# Looking for a North American Sublimated Teamwear Supplier



## imurrapjet (Sep 18, 2013)

Hi all!
I have a small teamwear business that does a few tens of thousands of garments per year and we currently source offshore. We are located in USA/Canada and would like to re-shore for the advantage of having a close to home (accessible) supply chain as well as to take advantage of NAFTA.

Does anyone have any recommendations of teamwear sublimation suppliers that could do teamwear with minimum orders of 1 pc/design? We would only require 1 pc/design if we were to send a fair amount of other volume, but this is important to us.

Thanks all!


----------



## into the T (Aug 22, 2015)

can you expand a bit about what you need...


----------



## imurrapjet (Sep 18, 2013)

Haha yeah you’re wrong, but that’s ok. I can see how a one might be sceptical of my message now that I re-read it.

We wouldn’t be asking the new supplier to do 1 offs without a commitment from us to do larger volume. Likely it would go the opposite direction- we would do bigger orders first (or at least 25-50 pc orders) and then introduce the single pieces.

the reason I included the jnfo about being able to handle small orders was becusse we deal in order sizes all the way from 1-500 pcs. Sometimes they come from the same client too! So we can’t necessarily cut out of the 1 pc orders…
Anyways, let me know what you think (and feel free to reply back with questions if my request isn’t clear too!) thanks!


----------



## into the T (Aug 22, 2015)

thanks for the clarification

hopefully you find what you are looking for

if you are in canada, you could try the canada sub-forum here too


----------

_Set exercise 1_
Which lines of the records contain the string "tail"? Report each of them in full, treating uppercase and lowercase as different.
The forum thread and the records come from unrelated sources.

_Material provided_
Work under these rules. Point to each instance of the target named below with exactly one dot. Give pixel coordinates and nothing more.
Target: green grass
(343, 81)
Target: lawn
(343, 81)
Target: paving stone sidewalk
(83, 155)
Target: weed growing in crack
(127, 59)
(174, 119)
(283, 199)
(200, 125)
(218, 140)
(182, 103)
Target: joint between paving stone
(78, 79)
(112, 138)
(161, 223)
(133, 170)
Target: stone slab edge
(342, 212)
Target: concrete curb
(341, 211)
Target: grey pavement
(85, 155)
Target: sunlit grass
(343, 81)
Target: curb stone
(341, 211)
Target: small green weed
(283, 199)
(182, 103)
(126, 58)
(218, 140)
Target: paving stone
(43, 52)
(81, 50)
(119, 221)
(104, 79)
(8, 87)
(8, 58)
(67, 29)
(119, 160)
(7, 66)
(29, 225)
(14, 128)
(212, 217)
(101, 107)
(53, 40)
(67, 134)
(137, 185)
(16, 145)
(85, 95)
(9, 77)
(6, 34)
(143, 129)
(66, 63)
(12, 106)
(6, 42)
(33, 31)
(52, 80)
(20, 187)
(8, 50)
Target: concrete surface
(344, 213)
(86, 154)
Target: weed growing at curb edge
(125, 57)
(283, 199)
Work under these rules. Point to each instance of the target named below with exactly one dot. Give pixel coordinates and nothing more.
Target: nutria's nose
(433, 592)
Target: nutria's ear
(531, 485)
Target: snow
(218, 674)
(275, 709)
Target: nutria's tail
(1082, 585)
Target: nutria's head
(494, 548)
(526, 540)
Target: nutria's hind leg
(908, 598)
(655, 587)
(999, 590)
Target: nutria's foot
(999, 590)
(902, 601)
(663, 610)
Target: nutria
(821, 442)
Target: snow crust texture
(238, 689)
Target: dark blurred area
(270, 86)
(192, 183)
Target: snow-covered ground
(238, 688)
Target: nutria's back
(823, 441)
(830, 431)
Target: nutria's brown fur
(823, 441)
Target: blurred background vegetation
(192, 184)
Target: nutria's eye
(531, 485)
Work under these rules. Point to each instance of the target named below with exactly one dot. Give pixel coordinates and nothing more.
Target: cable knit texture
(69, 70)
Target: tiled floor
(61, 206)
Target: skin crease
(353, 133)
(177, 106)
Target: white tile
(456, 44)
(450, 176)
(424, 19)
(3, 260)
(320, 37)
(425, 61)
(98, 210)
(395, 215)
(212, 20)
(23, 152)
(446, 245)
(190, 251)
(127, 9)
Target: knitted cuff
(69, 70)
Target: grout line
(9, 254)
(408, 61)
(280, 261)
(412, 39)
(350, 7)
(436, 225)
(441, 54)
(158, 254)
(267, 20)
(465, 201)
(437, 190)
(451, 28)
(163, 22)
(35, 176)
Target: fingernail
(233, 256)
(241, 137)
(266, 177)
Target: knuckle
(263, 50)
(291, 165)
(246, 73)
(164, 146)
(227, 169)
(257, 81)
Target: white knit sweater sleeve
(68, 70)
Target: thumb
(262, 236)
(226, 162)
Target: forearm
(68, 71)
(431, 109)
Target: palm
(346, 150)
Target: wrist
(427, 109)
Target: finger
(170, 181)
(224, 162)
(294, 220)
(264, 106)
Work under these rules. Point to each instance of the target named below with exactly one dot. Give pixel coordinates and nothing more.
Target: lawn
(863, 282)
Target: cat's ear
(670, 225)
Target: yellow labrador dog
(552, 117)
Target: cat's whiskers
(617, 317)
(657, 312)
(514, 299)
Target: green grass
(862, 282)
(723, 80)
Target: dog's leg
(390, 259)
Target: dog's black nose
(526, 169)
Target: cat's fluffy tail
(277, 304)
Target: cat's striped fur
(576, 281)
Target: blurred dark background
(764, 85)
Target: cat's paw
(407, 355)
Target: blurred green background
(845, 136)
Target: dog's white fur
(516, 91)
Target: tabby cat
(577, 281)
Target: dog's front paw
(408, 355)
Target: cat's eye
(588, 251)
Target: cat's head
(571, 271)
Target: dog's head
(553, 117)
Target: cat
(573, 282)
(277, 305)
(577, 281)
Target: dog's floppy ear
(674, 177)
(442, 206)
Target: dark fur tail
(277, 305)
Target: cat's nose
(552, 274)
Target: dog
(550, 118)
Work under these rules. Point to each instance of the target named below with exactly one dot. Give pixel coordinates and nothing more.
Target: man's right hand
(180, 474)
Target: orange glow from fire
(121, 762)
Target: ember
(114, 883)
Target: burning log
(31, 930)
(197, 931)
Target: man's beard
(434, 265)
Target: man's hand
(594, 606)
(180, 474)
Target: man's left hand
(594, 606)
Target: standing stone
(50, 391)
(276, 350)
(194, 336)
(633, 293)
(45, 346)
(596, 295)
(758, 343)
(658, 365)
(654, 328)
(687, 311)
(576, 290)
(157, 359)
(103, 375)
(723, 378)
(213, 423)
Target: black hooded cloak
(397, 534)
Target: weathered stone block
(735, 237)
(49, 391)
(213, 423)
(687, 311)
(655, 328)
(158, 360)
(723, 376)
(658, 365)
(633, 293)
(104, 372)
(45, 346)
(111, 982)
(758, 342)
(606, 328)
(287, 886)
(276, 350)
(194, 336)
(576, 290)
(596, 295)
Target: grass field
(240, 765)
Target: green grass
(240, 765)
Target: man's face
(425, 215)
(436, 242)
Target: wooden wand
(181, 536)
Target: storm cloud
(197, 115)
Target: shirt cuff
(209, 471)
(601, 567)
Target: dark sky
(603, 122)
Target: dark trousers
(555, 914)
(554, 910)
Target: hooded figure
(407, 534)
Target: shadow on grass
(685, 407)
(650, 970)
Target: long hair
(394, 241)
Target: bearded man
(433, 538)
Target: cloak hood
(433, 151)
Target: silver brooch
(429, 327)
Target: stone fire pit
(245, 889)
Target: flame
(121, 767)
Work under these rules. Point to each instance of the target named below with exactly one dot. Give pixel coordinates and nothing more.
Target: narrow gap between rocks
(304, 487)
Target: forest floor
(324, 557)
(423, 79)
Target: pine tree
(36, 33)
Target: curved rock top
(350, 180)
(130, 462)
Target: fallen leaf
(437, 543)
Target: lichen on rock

_Set exercise 2_
Could you copy the entire forum thread on sourcing sublimated teamwear, word for word and from beginning to end?

_Worked solution 1_
Target: nutria's tail
Target: cat's fluffy tail
Target: dark fur tail

_Worked solution 2_
# Looking for a North American Sublimated Teamwear Supplier



## imurrapjet (Sep 18, 2013)

Hi all!
I have a small teamwear business that does a few tens of thousands of garments per year and we currently source offshore. We are located in USA/Canada and would like to re-shore for the advantage of having a close to home (accessible) supply chain as well as to take advantage of NAFTA.

Does anyone have any recommendations of teamwear sublimation suppliers that could do teamwear with minimum orders of 1 pc/design? We would only require 1 pc/design if we were to send a fair amount of other volume, but this is important to us.

Thanks all!


----------



## into the T (Aug 22, 2015)

can you expand a bit about what you need...


----------



## imurrapjet (Sep 18, 2013)

Haha yeah you’re wrong, but that’s ok. I can see how a one might be sceptical of my message now that I re-read it.

We wouldn’t be asking the new supplier to do 1 offs without a commitment from us to do larger volume. Likely it would go the opposite direction- we would do bigger orders first (or at least 25-50 pc orders) and then introduce the single pieces.

the reason I included the jnfo about being able to handle small orders was becusse we deal in order sizes all the way from 1-500 pcs. Sometimes they come from the same client too! So we can’t necessarily cut out of the 1 pc orders…
Anyways, let me know what you think (and feel free to reply back with questions if my request isn’t clear too!) thanks!


----------



## into the T (Aug 22, 2015)

thanks for the clarification

hopefully you find what you are looking for

if you are in canada, you could try the canada sub-forum here too


----------